[Data extracted from a collection]
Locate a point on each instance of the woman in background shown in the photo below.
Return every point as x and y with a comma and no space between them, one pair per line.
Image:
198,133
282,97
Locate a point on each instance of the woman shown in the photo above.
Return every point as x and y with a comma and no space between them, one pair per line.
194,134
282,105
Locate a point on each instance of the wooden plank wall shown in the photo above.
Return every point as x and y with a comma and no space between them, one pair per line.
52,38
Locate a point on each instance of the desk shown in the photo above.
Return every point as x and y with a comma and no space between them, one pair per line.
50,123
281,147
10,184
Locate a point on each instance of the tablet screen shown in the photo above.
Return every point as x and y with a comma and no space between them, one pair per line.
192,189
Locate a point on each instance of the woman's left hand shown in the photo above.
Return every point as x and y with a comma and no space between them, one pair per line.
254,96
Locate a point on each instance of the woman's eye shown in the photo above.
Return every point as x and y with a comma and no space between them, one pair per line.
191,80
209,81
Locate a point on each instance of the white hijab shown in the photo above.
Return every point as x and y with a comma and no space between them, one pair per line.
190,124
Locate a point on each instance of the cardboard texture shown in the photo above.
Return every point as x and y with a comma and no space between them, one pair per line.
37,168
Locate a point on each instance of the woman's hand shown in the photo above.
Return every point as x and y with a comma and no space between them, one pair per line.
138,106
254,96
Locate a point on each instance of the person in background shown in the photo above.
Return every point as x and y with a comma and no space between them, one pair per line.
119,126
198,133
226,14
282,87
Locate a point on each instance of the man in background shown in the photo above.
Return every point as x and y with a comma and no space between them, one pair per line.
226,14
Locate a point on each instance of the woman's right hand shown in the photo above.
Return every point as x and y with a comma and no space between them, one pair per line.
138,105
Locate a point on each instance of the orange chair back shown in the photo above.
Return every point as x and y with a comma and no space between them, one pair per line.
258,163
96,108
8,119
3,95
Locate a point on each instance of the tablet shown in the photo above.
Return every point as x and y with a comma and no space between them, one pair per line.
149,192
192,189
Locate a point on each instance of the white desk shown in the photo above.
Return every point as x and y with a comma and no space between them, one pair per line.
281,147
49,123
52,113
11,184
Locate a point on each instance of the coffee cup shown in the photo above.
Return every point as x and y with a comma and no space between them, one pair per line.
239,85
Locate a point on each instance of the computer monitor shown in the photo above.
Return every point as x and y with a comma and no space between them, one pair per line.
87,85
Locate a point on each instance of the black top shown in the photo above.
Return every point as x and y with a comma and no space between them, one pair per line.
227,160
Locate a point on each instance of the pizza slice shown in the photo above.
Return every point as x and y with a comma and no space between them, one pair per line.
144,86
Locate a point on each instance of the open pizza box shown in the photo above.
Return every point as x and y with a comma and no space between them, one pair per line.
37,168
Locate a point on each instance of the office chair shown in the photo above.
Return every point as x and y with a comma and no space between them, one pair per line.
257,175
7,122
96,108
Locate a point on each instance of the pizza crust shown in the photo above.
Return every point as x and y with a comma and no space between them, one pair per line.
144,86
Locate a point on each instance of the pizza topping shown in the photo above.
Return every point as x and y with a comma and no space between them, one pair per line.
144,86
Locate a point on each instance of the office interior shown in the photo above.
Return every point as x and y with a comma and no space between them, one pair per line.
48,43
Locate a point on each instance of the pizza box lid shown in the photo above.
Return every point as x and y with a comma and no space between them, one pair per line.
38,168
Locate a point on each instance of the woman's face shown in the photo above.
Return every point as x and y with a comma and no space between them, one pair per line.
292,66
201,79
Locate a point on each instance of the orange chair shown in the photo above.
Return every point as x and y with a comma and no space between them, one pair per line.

# To do
Take each line above that contains "hand" and copy it out.

# Answer area
Locate a point on each instance of the woman's left hand shown in the photo above.
Locate a point on each instance of the woman's hand shown in the photo above.
Locate a point on each instance of the woman's right hand shown in the photo above.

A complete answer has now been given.